WHAT THE EXERCISE ASKS:
Below is a listing; write it out exactly and drop any images from it.

Image entries on named regions
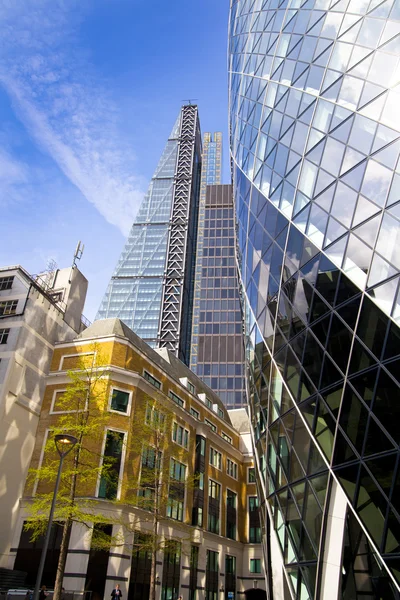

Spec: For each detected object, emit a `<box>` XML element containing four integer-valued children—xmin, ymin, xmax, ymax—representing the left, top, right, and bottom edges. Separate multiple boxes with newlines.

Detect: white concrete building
<box><xmin>0</xmin><ymin>266</ymin><xmax>88</xmax><ymax>568</ymax></box>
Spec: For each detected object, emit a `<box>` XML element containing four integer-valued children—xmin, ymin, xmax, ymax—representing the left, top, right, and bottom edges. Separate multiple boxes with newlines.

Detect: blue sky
<box><xmin>0</xmin><ymin>0</ymin><xmax>229</xmax><ymax>320</ymax></box>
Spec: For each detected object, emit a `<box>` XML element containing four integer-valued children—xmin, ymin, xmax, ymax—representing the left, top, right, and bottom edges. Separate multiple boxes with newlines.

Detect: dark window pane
<box><xmin>350</xmin><ymin>369</ymin><xmax>378</xmax><ymax>407</ymax></box>
<box><xmin>303</xmin><ymin>331</ymin><xmax>324</xmax><ymax>387</ymax></box>
<box><xmin>372</xmin><ymin>369</ymin><xmax>400</xmax><ymax>443</ymax></box>
<box><xmin>326</xmin><ymin>315</ymin><xmax>353</xmax><ymax>372</ymax></box>
<box><xmin>320</xmin><ymin>354</ymin><xmax>343</xmax><ymax>388</ymax></box>
<box><xmin>384</xmin><ymin>510</ymin><xmax>400</xmax><ymax>554</ymax></box>
<box><xmin>356</xmin><ymin>466</ymin><xmax>387</xmax><ymax>548</ymax></box>
<box><xmin>315</xmin><ymin>398</ymin><xmax>336</xmax><ymax>460</ymax></box>
<box><xmin>311</xmin><ymin>315</ymin><xmax>330</xmax><ymax>346</ymax></box>
<box><xmin>349</xmin><ymin>339</ymin><xmax>376</xmax><ymax>373</ymax></box>
<box><xmin>321</xmin><ymin>383</ymin><xmax>343</xmax><ymax>417</ymax></box>
<box><xmin>337</xmin><ymin>296</ymin><xmax>361</xmax><ymax>330</ymax></box>
<box><xmin>364</xmin><ymin>416</ymin><xmax>393</xmax><ymax>456</ymax></box>
<box><xmin>339</xmin><ymin>385</ymin><xmax>368</xmax><ymax>454</ymax></box>
<box><xmin>383</xmin><ymin>323</ymin><xmax>400</xmax><ymax>359</ymax></box>
<box><xmin>333</xmin><ymin>430</ymin><xmax>358</xmax><ymax>468</ymax></box>
<box><xmin>310</xmin><ymin>293</ymin><xmax>330</xmax><ymax>323</ymax></box>
<box><xmin>293</xmin><ymin>415</ymin><xmax>311</xmax><ymax>471</ymax></box>
<box><xmin>335</xmin><ymin>273</ymin><xmax>360</xmax><ymax>306</ymax></box>
<box><xmin>357</xmin><ymin>296</ymin><xmax>388</xmax><ymax>358</ymax></box>
<box><xmin>286</xmin><ymin>225</ymin><xmax>304</xmax><ymax>269</ymax></box>
<box><xmin>304</xmin><ymin>485</ymin><xmax>322</xmax><ymax>548</ymax></box>
<box><xmin>365</xmin><ymin>453</ymin><xmax>397</xmax><ymax>498</ymax></box>
<box><xmin>315</xmin><ymin>256</ymin><xmax>339</xmax><ymax>304</ymax></box>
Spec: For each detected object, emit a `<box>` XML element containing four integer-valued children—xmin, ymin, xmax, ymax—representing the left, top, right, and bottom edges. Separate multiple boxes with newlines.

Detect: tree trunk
<box><xmin>53</xmin><ymin>519</ymin><xmax>72</xmax><ymax>600</ymax></box>
<box><xmin>53</xmin><ymin>434</ymin><xmax>83</xmax><ymax>600</ymax></box>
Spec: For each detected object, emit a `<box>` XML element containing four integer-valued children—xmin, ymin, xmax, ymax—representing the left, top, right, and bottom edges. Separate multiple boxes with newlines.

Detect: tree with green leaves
<box><xmin>25</xmin><ymin>345</ymin><xmax>115</xmax><ymax>600</ymax></box>
<box><xmin>122</xmin><ymin>392</ymin><xmax>195</xmax><ymax>600</ymax></box>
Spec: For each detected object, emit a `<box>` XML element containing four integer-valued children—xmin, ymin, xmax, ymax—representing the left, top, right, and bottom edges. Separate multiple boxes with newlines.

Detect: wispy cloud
<box><xmin>0</xmin><ymin>0</ymin><xmax>144</xmax><ymax>234</ymax></box>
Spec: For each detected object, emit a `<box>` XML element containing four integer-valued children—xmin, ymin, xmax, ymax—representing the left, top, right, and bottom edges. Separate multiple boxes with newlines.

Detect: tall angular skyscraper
<box><xmin>229</xmin><ymin>0</ymin><xmax>400</xmax><ymax>600</ymax></box>
<box><xmin>96</xmin><ymin>105</ymin><xmax>201</xmax><ymax>363</ymax></box>
<box><xmin>190</xmin><ymin>133</ymin><xmax>246</xmax><ymax>408</ymax></box>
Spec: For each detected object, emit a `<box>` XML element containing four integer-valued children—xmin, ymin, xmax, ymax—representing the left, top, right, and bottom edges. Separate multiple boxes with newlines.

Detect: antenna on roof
<box><xmin>72</xmin><ymin>240</ymin><xmax>85</xmax><ymax>268</ymax></box>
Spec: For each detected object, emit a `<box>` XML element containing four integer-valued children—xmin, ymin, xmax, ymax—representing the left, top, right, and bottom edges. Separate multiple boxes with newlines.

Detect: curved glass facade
<box><xmin>229</xmin><ymin>0</ymin><xmax>400</xmax><ymax>600</ymax></box>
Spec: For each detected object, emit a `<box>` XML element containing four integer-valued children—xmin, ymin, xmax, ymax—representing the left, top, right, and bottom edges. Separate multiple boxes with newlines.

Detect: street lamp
<box><xmin>33</xmin><ymin>433</ymin><xmax>78</xmax><ymax>600</ymax></box>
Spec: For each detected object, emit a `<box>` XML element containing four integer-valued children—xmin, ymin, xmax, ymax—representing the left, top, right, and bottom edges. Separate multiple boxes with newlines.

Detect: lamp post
<box><xmin>33</xmin><ymin>433</ymin><xmax>78</xmax><ymax>600</ymax></box>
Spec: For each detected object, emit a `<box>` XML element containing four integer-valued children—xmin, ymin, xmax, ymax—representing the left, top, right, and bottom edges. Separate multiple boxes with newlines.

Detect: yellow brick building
<box><xmin>12</xmin><ymin>319</ymin><xmax>265</xmax><ymax>600</ymax></box>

EXERCISE RESULT:
Spec: For each detected object, emit a `<box>` XML element containing four integer-valued children—xmin, ymin, xmax, ymax—representing the left, top, right, and bottom edges. Separate multiple boxes with newlines.

Detect: white concrete building
<box><xmin>0</xmin><ymin>266</ymin><xmax>88</xmax><ymax>568</ymax></box>
Spec: For each detected object, emit a `<box>` XML element containing four integer-valued children—xmin, ymin, xmax, ymax—representing the left, top, right, and bottom edges. Separate multiple boxes with newlines.

Detect: blue sky
<box><xmin>0</xmin><ymin>0</ymin><xmax>229</xmax><ymax>320</ymax></box>
Spec: For each detected object, emit a `<box>` XML element containing four integer-valued children—xmin, ymin, xmax, ymax—representing the left, top, right, and bottom edges. Separate multiple boxes with newlines.

Detect: dark window pane
<box><xmin>350</xmin><ymin>369</ymin><xmax>378</xmax><ymax>407</ymax></box>
<box><xmin>303</xmin><ymin>331</ymin><xmax>324</xmax><ymax>387</ymax></box>
<box><xmin>372</xmin><ymin>369</ymin><xmax>400</xmax><ymax>443</ymax></box>
<box><xmin>326</xmin><ymin>315</ymin><xmax>353</xmax><ymax>372</ymax></box>
<box><xmin>320</xmin><ymin>354</ymin><xmax>343</xmax><ymax>388</ymax></box>
<box><xmin>384</xmin><ymin>510</ymin><xmax>400</xmax><ymax>554</ymax></box>
<box><xmin>356</xmin><ymin>466</ymin><xmax>387</xmax><ymax>548</ymax></box>
<box><xmin>315</xmin><ymin>398</ymin><xmax>336</xmax><ymax>460</ymax></box>
<box><xmin>311</xmin><ymin>315</ymin><xmax>330</xmax><ymax>346</ymax></box>
<box><xmin>349</xmin><ymin>339</ymin><xmax>376</xmax><ymax>373</ymax></box>
<box><xmin>321</xmin><ymin>383</ymin><xmax>343</xmax><ymax>417</ymax></box>
<box><xmin>337</xmin><ymin>296</ymin><xmax>361</xmax><ymax>330</ymax></box>
<box><xmin>364</xmin><ymin>416</ymin><xmax>393</xmax><ymax>456</ymax></box>
<box><xmin>339</xmin><ymin>385</ymin><xmax>368</xmax><ymax>454</ymax></box>
<box><xmin>383</xmin><ymin>323</ymin><xmax>400</xmax><ymax>359</ymax></box>
<box><xmin>333</xmin><ymin>430</ymin><xmax>358</xmax><ymax>468</ymax></box>
<box><xmin>310</xmin><ymin>293</ymin><xmax>330</xmax><ymax>323</ymax></box>
<box><xmin>293</xmin><ymin>415</ymin><xmax>311</xmax><ymax>471</ymax></box>
<box><xmin>335</xmin><ymin>273</ymin><xmax>360</xmax><ymax>306</ymax></box>
<box><xmin>357</xmin><ymin>296</ymin><xmax>388</xmax><ymax>358</ymax></box>
<box><xmin>286</xmin><ymin>225</ymin><xmax>304</xmax><ymax>269</ymax></box>
<box><xmin>304</xmin><ymin>485</ymin><xmax>322</xmax><ymax>548</ymax></box>
<box><xmin>365</xmin><ymin>453</ymin><xmax>397</xmax><ymax>498</ymax></box>
<box><xmin>315</xmin><ymin>256</ymin><xmax>339</xmax><ymax>304</ymax></box>
Spec: For each detected object, emit a `<box>` XML element containing four integer-valued children—xmin, ymin, xmax, ymax—representing the left, top, right, and bottom edges. Separate multiple boxes with newlines.

Detect: tree trunk
<box><xmin>53</xmin><ymin>519</ymin><xmax>72</xmax><ymax>600</ymax></box>
<box><xmin>53</xmin><ymin>434</ymin><xmax>83</xmax><ymax>600</ymax></box>
Spec: For each detected object, emit a `<box>` XML element containing four integer-valued children—xmin, ymin, xmax, ymax—representing the left, top, right, and bottom edges. Separate multiple boxes with newlines.

Detect: tree with green leaves
<box><xmin>25</xmin><ymin>345</ymin><xmax>115</xmax><ymax>600</ymax></box>
<box><xmin>122</xmin><ymin>392</ymin><xmax>195</xmax><ymax>600</ymax></box>
Spec: For each detected object, emit a `<box>` XML element containing four integer-valued children—xmin, ymin, xmax, ymax—representing the left, top, right, and bottom edges. Separate multiple boxes with newlines.

Detect: wispy cloud
<box><xmin>0</xmin><ymin>0</ymin><xmax>144</xmax><ymax>234</ymax></box>
Spec: For each detected object, emit a `<box>` XML element containing four integer-valued children—xmin, ymin, xmax, ymax—representing the left, top, right, and bottom edges. Separate multiple boxes with newlines.

Detect: tall angular skyscraper
<box><xmin>229</xmin><ymin>0</ymin><xmax>400</xmax><ymax>600</ymax></box>
<box><xmin>96</xmin><ymin>105</ymin><xmax>201</xmax><ymax>363</ymax></box>
<box><xmin>190</xmin><ymin>133</ymin><xmax>246</xmax><ymax>408</ymax></box>
Spec: For each detected object, emit a `<box>` XML element containing four integer-valued children—xmin, ymin, xmax, ymax—representing the left, top, right, and bottom edges. Separate multiple boxes with newlines.

Detect: antenna on roof
<box><xmin>72</xmin><ymin>240</ymin><xmax>85</xmax><ymax>268</ymax></box>
Spec: For each detected object, emit a `<box>` XML element containing four integer-valued children—xmin, ymin, xmax, ymax—representing the left, top, right, and bottom edges. Separate multiple boxes with newlines.

Detect: curved glass facade
<box><xmin>229</xmin><ymin>0</ymin><xmax>400</xmax><ymax>600</ymax></box>
Spec: For each detected object, emit a `<box>` XML element containing four integer-valued children—xmin, ymin, xmax, ymax—representing the left, top, right, and bottom edges. Separate multiple boxes with newlines.

Detect: street lamp
<box><xmin>33</xmin><ymin>433</ymin><xmax>78</xmax><ymax>600</ymax></box>
Spec: For each detected object, emit a `<box>` XML element containing four integer-valued children—xmin, ymin, xmax, ymax—representing the left, top, right, and bottom edges. Separate multiple boxes with newlines.

Detect: lamp post
<box><xmin>33</xmin><ymin>433</ymin><xmax>78</xmax><ymax>600</ymax></box>
Spec: For each detected object, emit a `<box>` XML element containing four integer-valued children—xmin, ymin, xmax, ymax—representing the left, top, right, and bottom edges. Separate multiple boxes with newlines.

Detect: yellow brick building
<box><xmin>12</xmin><ymin>319</ymin><xmax>265</xmax><ymax>600</ymax></box>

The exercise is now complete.